(Stored records)
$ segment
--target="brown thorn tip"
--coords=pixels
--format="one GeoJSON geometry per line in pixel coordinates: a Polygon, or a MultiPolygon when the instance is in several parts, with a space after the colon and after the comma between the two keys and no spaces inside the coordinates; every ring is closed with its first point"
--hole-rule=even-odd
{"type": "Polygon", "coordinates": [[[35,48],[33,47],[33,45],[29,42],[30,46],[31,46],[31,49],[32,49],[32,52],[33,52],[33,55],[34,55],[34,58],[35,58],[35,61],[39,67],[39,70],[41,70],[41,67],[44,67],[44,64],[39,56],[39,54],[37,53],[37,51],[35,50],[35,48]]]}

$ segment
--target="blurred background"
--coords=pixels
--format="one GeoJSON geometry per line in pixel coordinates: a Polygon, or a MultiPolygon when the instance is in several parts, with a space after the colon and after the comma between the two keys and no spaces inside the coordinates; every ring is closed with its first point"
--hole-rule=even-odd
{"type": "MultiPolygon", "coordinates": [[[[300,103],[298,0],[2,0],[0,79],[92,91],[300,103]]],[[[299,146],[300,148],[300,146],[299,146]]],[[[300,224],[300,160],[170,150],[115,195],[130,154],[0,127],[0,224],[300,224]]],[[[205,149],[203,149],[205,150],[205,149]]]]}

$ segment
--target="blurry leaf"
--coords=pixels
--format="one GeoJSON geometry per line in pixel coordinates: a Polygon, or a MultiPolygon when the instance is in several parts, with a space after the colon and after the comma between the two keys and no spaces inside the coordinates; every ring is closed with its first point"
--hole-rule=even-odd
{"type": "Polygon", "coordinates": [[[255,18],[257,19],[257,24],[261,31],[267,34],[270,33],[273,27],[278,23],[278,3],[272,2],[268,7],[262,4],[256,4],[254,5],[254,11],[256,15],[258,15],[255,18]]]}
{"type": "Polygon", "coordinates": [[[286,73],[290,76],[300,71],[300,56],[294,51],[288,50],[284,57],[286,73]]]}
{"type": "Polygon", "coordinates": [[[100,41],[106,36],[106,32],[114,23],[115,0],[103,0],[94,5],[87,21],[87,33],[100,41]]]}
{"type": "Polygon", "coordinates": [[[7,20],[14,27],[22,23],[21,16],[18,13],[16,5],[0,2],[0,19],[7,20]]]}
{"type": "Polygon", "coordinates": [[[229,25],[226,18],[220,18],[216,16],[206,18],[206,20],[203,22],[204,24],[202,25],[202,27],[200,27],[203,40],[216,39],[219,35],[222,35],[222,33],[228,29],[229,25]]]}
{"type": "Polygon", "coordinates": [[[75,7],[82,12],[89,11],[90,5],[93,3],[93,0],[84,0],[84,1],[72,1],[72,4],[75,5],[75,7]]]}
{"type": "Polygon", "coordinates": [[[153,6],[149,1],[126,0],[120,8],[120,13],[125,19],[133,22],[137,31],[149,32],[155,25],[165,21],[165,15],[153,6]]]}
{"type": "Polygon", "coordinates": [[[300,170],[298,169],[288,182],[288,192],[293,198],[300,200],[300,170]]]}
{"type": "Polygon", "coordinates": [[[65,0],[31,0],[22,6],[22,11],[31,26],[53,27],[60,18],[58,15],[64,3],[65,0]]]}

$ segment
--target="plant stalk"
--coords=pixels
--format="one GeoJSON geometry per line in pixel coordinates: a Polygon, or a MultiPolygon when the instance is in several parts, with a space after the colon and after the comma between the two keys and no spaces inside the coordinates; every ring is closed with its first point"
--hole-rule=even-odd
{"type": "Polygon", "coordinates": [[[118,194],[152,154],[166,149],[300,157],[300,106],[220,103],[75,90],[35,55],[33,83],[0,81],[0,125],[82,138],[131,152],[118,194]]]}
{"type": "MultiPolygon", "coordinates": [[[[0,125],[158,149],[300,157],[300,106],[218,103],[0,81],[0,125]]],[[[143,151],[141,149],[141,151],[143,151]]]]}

EXERCISE DIRECTIONS: The entries above, copied exactly, form the whole answer.

TASK OUTPUT:
$ segment
--target="brown thorn tip"
--coords=pixels
--format="one GeoJSON geometry per line in pixel coordinates: a Polygon, or a MultiPolygon when the instance is in several parts, with a space after the colon and after the comma between the two keys and no spaces inside the coordinates; every ring is closed with its first point"
--hole-rule=even-odd
{"type": "Polygon", "coordinates": [[[35,48],[33,47],[33,45],[29,42],[30,46],[31,46],[31,49],[32,49],[32,52],[33,52],[33,55],[34,55],[34,58],[35,58],[35,61],[39,67],[39,70],[41,70],[41,67],[44,67],[44,64],[39,56],[39,54],[37,53],[37,51],[35,50],[35,48]]]}

$ segment
--target="blurred background"
--coords=pixels
--format="one GeoJSON geometry per line in pixel coordinates: a Polygon, or a MultiPolygon when the instance is in several parts, with a space after the colon and after the comma between the two keys and no spaces inside the coordinates; every ring is closed with its first point"
--hole-rule=even-odd
{"type": "MultiPolygon", "coordinates": [[[[300,103],[298,0],[2,0],[0,79],[92,91],[300,103]]],[[[299,146],[300,148],[300,146],[299,146]]],[[[300,224],[300,160],[170,150],[115,195],[130,154],[0,127],[0,224],[300,224]]],[[[205,149],[203,149],[205,150],[205,149]]]]}

$ segment
--target="blurry leaf"
--coords=pixels
--format="one GeoJSON geometry per line in pixel coordinates: a Polygon, or a MultiPolygon when the instance is in several parts, with a space after the colon and after the comma between the two keys and no spaces inside the coordinates; every ring is closed with its first point"
--hole-rule=even-odd
{"type": "Polygon", "coordinates": [[[255,18],[257,19],[257,24],[261,31],[267,34],[270,33],[273,27],[278,23],[278,3],[272,2],[268,7],[262,4],[256,4],[254,5],[254,11],[256,15],[258,15],[255,18]]]}
{"type": "Polygon", "coordinates": [[[286,73],[290,76],[300,71],[300,56],[294,51],[288,50],[284,57],[286,73]]]}
{"type": "Polygon", "coordinates": [[[100,41],[106,36],[106,32],[114,23],[115,0],[103,0],[94,5],[87,21],[87,33],[100,41]]]}
{"type": "Polygon", "coordinates": [[[7,20],[14,27],[22,23],[21,16],[18,13],[16,5],[0,2],[0,19],[7,20]]]}
{"type": "Polygon", "coordinates": [[[229,25],[226,18],[220,18],[216,16],[206,18],[206,20],[203,22],[204,24],[202,25],[202,27],[200,27],[203,40],[216,39],[219,35],[222,35],[222,33],[228,29],[229,25]]]}
{"type": "Polygon", "coordinates": [[[75,7],[82,12],[89,11],[90,5],[93,3],[93,0],[84,0],[84,1],[72,1],[72,4],[75,5],[75,7]]]}
{"type": "Polygon", "coordinates": [[[153,6],[149,1],[126,0],[120,8],[120,13],[125,19],[133,22],[137,31],[149,32],[155,25],[165,21],[165,15],[153,6]]]}
{"type": "Polygon", "coordinates": [[[300,170],[298,169],[288,182],[288,192],[293,198],[300,200],[300,170]]]}
{"type": "Polygon", "coordinates": [[[65,0],[31,0],[22,6],[22,11],[31,26],[53,27],[60,18],[58,15],[64,3],[65,0]]]}

$ segment
--target="plant stalk"
--coords=pixels
--format="one GeoJSON geometry per line in pixel coordinates: a Polygon, or a MultiPolygon when the instance is in several parts, with a space after the colon and after the comma between the two keys and no spaces inside the coordinates; every ring is closed with its first point"
--hole-rule=even-odd
{"type": "Polygon", "coordinates": [[[118,194],[152,154],[166,149],[300,157],[300,106],[220,103],[75,90],[35,55],[33,83],[0,81],[0,125],[82,138],[131,152],[118,194]]]}
{"type": "MultiPolygon", "coordinates": [[[[0,125],[158,149],[300,157],[300,106],[218,103],[0,81],[0,125]]],[[[143,151],[141,149],[141,151],[143,151]]]]}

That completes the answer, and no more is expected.